**What is asked**: Please return every line in the records below that contains the word "instance", matching case exactly.

··· Entries ···

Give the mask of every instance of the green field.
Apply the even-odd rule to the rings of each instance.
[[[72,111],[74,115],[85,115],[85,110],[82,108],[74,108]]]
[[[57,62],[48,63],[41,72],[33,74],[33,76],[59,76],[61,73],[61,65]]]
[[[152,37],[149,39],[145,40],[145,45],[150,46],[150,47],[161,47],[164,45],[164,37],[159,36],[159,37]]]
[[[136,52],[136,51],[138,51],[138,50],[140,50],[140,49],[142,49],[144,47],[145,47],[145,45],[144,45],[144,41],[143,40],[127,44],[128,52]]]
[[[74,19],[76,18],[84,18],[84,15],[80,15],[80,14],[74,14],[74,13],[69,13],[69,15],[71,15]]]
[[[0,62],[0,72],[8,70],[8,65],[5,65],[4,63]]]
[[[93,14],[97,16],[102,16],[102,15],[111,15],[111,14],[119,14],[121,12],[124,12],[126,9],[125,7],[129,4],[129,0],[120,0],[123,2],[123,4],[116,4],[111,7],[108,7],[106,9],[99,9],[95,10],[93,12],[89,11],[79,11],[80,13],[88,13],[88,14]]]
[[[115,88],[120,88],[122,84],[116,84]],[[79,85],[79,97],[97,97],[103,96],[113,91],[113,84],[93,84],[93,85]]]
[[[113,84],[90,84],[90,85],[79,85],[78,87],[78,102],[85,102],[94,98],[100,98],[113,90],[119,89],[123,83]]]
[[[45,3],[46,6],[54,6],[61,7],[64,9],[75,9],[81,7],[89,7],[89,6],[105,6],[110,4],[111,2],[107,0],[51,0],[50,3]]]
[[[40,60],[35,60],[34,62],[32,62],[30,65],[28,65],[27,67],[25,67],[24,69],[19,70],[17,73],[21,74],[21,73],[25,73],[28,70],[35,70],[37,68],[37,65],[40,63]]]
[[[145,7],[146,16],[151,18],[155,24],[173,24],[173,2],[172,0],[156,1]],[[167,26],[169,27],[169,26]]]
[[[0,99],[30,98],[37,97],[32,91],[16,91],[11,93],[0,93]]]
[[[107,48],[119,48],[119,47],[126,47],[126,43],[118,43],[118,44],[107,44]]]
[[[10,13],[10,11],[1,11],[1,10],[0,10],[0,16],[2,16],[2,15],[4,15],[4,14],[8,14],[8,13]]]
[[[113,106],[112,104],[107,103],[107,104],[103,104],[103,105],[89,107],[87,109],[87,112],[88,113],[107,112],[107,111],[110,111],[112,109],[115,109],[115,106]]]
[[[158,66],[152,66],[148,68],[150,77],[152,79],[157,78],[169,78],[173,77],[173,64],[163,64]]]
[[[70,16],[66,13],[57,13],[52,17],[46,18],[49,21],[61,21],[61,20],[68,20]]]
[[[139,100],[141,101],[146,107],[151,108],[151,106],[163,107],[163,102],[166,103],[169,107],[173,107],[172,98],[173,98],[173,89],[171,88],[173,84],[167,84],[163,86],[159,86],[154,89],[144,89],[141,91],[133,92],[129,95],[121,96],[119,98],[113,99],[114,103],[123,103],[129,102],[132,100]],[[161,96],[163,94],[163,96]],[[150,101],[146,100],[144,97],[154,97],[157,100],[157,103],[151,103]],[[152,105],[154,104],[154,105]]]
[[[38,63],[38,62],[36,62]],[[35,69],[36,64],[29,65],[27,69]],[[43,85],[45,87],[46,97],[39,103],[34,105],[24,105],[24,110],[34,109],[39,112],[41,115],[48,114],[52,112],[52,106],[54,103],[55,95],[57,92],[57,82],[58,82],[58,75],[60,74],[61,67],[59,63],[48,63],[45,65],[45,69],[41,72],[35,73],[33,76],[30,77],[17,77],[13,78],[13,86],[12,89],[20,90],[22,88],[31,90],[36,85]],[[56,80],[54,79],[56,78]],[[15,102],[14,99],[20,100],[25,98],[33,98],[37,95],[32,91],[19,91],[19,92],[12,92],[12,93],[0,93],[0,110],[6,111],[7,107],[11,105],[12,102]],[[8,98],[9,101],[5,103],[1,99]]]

···

**Completed task**:
Give the mask of every instance of the green field.
Apply the even-odd rule to the rings of each instance.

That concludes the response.